* _EXERCISE_:
In the answer, each line must appear exactly as in the records, and no picture may appear.
● ● ● ● ● ● ●
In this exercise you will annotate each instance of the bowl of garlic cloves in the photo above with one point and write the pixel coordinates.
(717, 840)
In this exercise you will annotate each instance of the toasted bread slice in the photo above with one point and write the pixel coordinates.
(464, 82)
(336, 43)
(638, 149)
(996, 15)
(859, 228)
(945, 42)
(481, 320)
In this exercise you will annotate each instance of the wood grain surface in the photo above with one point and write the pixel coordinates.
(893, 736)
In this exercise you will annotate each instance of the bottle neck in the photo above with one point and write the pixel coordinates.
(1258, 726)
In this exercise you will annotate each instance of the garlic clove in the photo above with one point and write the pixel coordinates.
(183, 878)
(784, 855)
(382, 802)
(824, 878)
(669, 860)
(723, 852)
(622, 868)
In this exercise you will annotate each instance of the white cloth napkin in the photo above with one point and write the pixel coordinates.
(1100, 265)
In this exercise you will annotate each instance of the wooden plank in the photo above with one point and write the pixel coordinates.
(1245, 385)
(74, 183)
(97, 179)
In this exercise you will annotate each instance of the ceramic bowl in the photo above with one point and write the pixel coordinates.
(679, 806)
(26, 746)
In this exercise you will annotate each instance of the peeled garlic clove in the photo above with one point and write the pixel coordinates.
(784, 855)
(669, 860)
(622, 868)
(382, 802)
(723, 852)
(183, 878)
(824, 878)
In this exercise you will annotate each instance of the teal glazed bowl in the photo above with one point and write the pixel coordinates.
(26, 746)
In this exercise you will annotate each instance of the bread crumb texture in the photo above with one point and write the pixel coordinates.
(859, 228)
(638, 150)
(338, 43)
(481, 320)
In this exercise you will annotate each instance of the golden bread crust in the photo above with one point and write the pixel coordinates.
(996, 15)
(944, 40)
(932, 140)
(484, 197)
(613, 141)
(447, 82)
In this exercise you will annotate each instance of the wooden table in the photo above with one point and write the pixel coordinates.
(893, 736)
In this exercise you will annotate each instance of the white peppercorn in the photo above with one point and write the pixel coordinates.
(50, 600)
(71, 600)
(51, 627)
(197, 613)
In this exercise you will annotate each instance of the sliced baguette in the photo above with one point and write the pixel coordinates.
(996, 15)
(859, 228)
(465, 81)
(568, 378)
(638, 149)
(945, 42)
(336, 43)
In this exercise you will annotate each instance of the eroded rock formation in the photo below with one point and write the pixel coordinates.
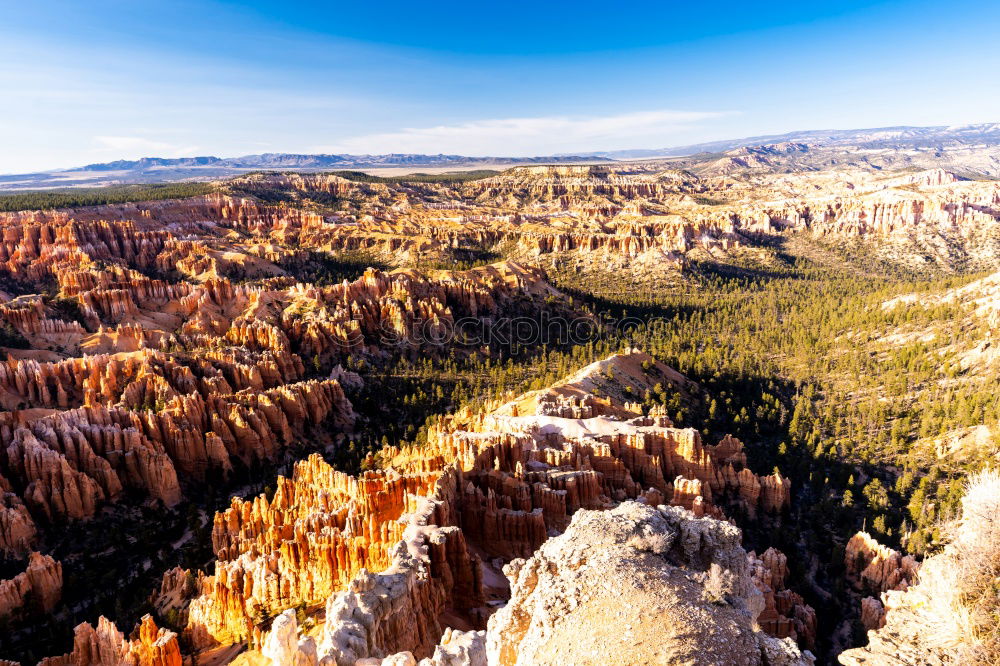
(35, 590)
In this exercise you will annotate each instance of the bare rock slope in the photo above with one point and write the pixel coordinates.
(650, 585)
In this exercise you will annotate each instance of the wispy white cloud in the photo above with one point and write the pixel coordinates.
(532, 136)
(131, 147)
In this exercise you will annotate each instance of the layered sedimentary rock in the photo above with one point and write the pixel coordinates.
(105, 645)
(948, 615)
(35, 590)
(390, 554)
(180, 380)
(644, 213)
(875, 567)
(651, 585)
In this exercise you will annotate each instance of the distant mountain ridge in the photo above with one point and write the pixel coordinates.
(970, 150)
(298, 160)
(897, 137)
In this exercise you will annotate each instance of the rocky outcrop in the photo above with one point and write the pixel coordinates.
(875, 567)
(35, 590)
(652, 586)
(389, 553)
(105, 645)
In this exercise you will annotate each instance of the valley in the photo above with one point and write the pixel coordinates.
(327, 417)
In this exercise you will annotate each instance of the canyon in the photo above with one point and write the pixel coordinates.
(228, 364)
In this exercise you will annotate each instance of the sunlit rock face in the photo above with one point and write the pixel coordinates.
(398, 555)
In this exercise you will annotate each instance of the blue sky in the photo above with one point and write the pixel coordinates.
(99, 80)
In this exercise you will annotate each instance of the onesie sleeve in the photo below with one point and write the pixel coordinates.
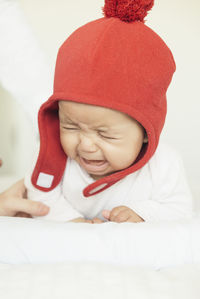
● ● ● ● ● ● ●
* _EXPECTED ANSWER_:
In this exercise you will annotate each instance of the bowl of garlic cloves in the photo above with one point and write the pixel coordinates.
(717, 840)
In this exercise you will annotate each instance of the toasted bread slice in the photo above with one point and write the pixel coordinates.
(464, 82)
(336, 43)
(638, 149)
(996, 15)
(859, 228)
(945, 42)
(481, 320)
In this exercise you will annotate each instance of the wood grain surface in the photo above with one point and write the pixel coordinates.
(893, 736)
In this exercise you will annotate each instance of the bottle neck in the photo above with one point and write the pixel coordinates.
(1258, 726)
In this exercise you will annotate each instance of the garlic clove in the photo above with one point and write the pixel coordinates.
(183, 878)
(784, 855)
(382, 802)
(824, 878)
(669, 860)
(723, 852)
(622, 868)
In this exercise you will annotate each instance of the white cloth napkin in the photo above with one point and write the pixel coordinates.
(1100, 265)
In this exercise you will annotate each instance of the wooden plank in the photo above with one point and write the pixel coordinates.
(1245, 385)
(74, 183)
(97, 179)
In this exercise you will annotate each instance of the ceramic bowl in the photo above with one point and write the pixel coordinates.
(679, 806)
(26, 746)
In this exercise you will annotate each instance of the peeled garlic clove in the photo above with one point and write the pixel coordinates.
(784, 855)
(669, 860)
(622, 868)
(382, 802)
(723, 852)
(183, 878)
(824, 878)
In this exercise you will annotate each instance of the teal glazed bowl in the photo above with one point and write the pixel coordinates.
(26, 746)
In this exercise you will annotate each instance of the bread crumb texture in the photo above with one point and write the pixel coordinates.
(859, 228)
(638, 150)
(338, 43)
(481, 320)
In this exercise you will annotate each instance of the golden bread crust in the photo above with one point and write the pixel coordinates.
(996, 15)
(944, 40)
(932, 140)
(484, 197)
(613, 141)
(447, 82)
In this exercise you will annotate each instance of the wooden table in the photo above with one point and write the pixel coordinates.
(893, 736)
In this exercise you will annotate each instance of the white peppercorn in the photo above with one point and write the pixel coordinates.
(50, 600)
(71, 600)
(51, 627)
(197, 613)
In this exercise you will annotate each instance of the sliced baguette in the photo above with one point and write the pixel coordinates.
(996, 15)
(859, 228)
(465, 81)
(568, 378)
(638, 149)
(945, 42)
(336, 43)
In this exercise you will annotate each instance of the eroded rock formation in the photo below with one point and write the pixel coordinates.
(35, 590)
In this exercise you will annotate each instance of the bare rock slope in the photo above with one point and write the pixel coordinates.
(650, 585)
In this exercise you will annotate each instance of the wispy white cloud in the photo above with one point and write the pixel coordinates.
(532, 136)
(131, 147)
In this exercise you will annotate each instance of the layered sedimentary rock in the photo above with one point and write the pixel coordinates.
(105, 645)
(948, 615)
(35, 590)
(390, 554)
(180, 380)
(644, 213)
(875, 567)
(651, 585)
In this exercise you will annotate each instance of the distant mountain ridge in the photo above with one point and write the pixel coordinates.
(970, 150)
(298, 160)
(897, 137)
In this exercise you will annotate each instance of the rocky outcrop in the photo above with one point and write the pixel coordinates.
(875, 567)
(35, 590)
(652, 586)
(389, 553)
(105, 645)
In this exercise you will annotate each instance of the valley in the photo above with one point and write the pixel coordinates.
(327, 417)
In this exercise you will annotate each instance of the canyon in the photo above with one point and write the pixel coordinates.
(228, 364)
In this exercise you will annotate each instance of the sunlit rock face in the photo above with one point and write the pixel coordinates.
(398, 555)
In this exercise you will annotate each instance of the blue sky in the photo above with one point and write the pixel coordinates.
(99, 80)
In this exercise you will annotate each instance of the onesie sleeve in the photo below with one point and write the pixel coordinates.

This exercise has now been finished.